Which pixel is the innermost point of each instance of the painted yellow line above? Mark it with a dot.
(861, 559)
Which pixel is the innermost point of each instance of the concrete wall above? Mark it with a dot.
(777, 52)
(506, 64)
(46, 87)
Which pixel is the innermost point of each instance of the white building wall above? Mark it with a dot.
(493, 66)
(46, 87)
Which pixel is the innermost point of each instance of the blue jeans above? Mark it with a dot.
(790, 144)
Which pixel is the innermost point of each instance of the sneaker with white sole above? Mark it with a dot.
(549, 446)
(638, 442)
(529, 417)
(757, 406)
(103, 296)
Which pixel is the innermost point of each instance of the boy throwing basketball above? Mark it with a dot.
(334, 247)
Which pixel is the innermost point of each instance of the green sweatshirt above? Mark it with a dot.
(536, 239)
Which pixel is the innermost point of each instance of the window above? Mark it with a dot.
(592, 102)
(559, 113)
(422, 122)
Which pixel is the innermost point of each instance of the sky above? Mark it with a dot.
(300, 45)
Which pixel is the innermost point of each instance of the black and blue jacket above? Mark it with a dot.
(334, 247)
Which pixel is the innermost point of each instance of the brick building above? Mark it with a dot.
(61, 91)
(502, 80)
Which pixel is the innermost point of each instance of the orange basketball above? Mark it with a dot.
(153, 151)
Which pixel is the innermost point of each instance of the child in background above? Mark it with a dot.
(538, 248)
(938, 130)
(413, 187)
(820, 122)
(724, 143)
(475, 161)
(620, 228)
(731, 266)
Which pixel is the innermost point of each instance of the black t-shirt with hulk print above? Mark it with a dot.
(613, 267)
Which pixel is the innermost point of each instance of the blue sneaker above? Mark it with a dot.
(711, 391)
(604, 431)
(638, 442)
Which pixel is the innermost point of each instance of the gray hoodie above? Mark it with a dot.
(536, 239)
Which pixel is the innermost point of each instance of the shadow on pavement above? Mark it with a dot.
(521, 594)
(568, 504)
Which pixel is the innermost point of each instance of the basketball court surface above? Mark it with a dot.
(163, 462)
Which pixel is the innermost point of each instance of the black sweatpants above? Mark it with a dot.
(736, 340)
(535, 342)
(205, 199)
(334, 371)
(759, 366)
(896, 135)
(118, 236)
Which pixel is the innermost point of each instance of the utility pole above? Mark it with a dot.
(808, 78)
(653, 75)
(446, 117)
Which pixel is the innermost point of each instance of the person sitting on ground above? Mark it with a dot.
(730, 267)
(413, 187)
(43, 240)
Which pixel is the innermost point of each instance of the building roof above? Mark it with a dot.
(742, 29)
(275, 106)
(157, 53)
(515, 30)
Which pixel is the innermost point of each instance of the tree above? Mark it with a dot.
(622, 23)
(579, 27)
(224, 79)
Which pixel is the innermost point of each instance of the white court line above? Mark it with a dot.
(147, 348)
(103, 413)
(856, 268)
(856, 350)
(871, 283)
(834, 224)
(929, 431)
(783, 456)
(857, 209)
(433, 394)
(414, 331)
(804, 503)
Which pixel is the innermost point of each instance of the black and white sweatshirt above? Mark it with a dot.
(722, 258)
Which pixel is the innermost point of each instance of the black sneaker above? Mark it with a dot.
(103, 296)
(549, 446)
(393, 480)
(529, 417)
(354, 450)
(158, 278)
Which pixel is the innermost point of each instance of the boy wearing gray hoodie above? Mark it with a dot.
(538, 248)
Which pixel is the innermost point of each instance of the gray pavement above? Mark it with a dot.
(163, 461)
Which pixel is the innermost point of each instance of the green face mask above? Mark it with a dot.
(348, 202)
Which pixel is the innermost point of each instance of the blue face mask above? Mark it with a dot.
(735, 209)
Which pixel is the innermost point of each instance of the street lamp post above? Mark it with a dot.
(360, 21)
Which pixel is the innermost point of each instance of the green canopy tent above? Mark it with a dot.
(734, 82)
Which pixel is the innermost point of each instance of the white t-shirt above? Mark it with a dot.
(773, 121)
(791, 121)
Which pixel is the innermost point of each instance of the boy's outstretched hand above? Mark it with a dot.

**About this exercise:**
Reproduce the material above without altering a single character.

**Result of the task:**
Which pixel is the innermost point of each instance of the painted yellow line above? Mark it with a dot.
(861, 559)
Which pixel is the innermost point of each instance of the concrete wall above? Mark it with a dot.
(777, 52)
(506, 64)
(46, 87)
Which pixel is the innermost point of each instance of the white building wall above? Mark it with a dot.
(493, 66)
(46, 87)
Which pixel is the innermost point of each instance of the blue jeans above? Mark it with a dot.
(790, 144)
Which pixel is the innermost point of each instance of the sneaker with white sole above? Mark it with a dot.
(549, 446)
(638, 442)
(529, 417)
(757, 406)
(103, 296)
Which pixel is the innermost point of each instance of the boy throwing basketball above? Mark it with a dot.
(334, 247)
Which pixel is the innermost point of each instance of the green sweatshirt above? Mark it with a dot.
(536, 239)
Which pixel is the innermost point of each instance of the window above? Mark it with a dot.
(592, 102)
(559, 113)
(422, 122)
Which pixel is the innermost point of each instance of the sky above? Mark it with a dot.
(300, 45)
Which pixel is the innermost point of each instance of the black and blue jacket above? Mark it with a dot.
(334, 247)
Which pixel is the innermost point of each instance of the brick building above? Mark it with a dot.
(61, 91)
(502, 80)
Which pixel is the innermost point of each instance of the orange basketball above? Mark it with a dot.
(153, 151)
Which pixel is the innermost point of each instance of the child in background above? Mark it with a dot.
(538, 248)
(938, 130)
(413, 187)
(820, 122)
(724, 143)
(475, 161)
(620, 228)
(731, 266)
Which pixel is the innermost point of each instance of the black t-shirt with hulk print above? Mark it with a dot.
(613, 267)
Which pixel is the innermost point of each instance of the blue sneaker above? Mark it with a dot.
(711, 391)
(604, 431)
(638, 442)
Which pixel is the innermost point of each instance of the gray hoodie above? Mark it with a dot.
(536, 239)
Which pixel is the innermost point of each instance of the shadow on pavement above? Mark it with a dot.
(521, 594)
(568, 504)
Which pixel is the innermost point of each instance of the basketball court surface above? Mark it with a dot.
(163, 462)
Which pixel is the innermost point of each instance of the black sweatpants above? Mark it with a dot.
(736, 340)
(535, 342)
(205, 199)
(334, 371)
(759, 366)
(896, 135)
(118, 236)
Which pixel is the innermost point of each instance of the utility pole above? Mark it with a dot.
(808, 78)
(653, 75)
(446, 117)
Which pixel is the innermost point of each instance of the person sitting on ground above? Mark it with a dot.
(730, 267)
(413, 187)
(43, 240)
Which pixel is the innermost point of each instance of the building roof above? Mark it with a dot.
(742, 29)
(275, 106)
(157, 53)
(515, 30)
Which pixel is the innermost point of each instance of the tree above? Mark it with a dot.
(622, 23)
(579, 27)
(224, 79)
Which pixel is the innermost point of each instance of the white court line above? Mark it with a dot.
(147, 348)
(103, 413)
(856, 268)
(856, 350)
(871, 283)
(834, 224)
(929, 431)
(783, 456)
(857, 209)
(433, 394)
(414, 331)
(804, 503)
Which pixel is the innermost point of each instance of the black and white sweatshirt above? Mark it with a dot.
(722, 258)
Which pixel is the innermost point of each instance of the black sneaker above? Mark it with a dot.
(103, 296)
(549, 446)
(393, 480)
(529, 417)
(354, 450)
(158, 278)
Which pixel is the innermost point of each instance of the boy wearing gray hoodie above? Mark it with a dot.
(538, 248)
Which pixel is the innermost point of each instance of the gray pavement above? Mark it with a dot.
(163, 461)
Which pixel is the innermost point of each instance of the green face mask above? Mark it with a dot.
(348, 202)
Which pixel is the innermost point of each instance of the blue face mask above? Mark it with a dot.
(735, 209)
Which pixel is the innermost point of each instance of the street lamp post above? Mark it with a dot.
(360, 21)
Which pixel is the innermost point of each instance of the green canopy tent above? Mark it with a dot.
(734, 82)
Which pixel is the innermost point of each instance of the white t-shirt above? Mark it with a dot.
(773, 121)
(791, 121)
Which pixel is the innermost point of each instance of the boy's outstretched hand above? Mark it with a dot.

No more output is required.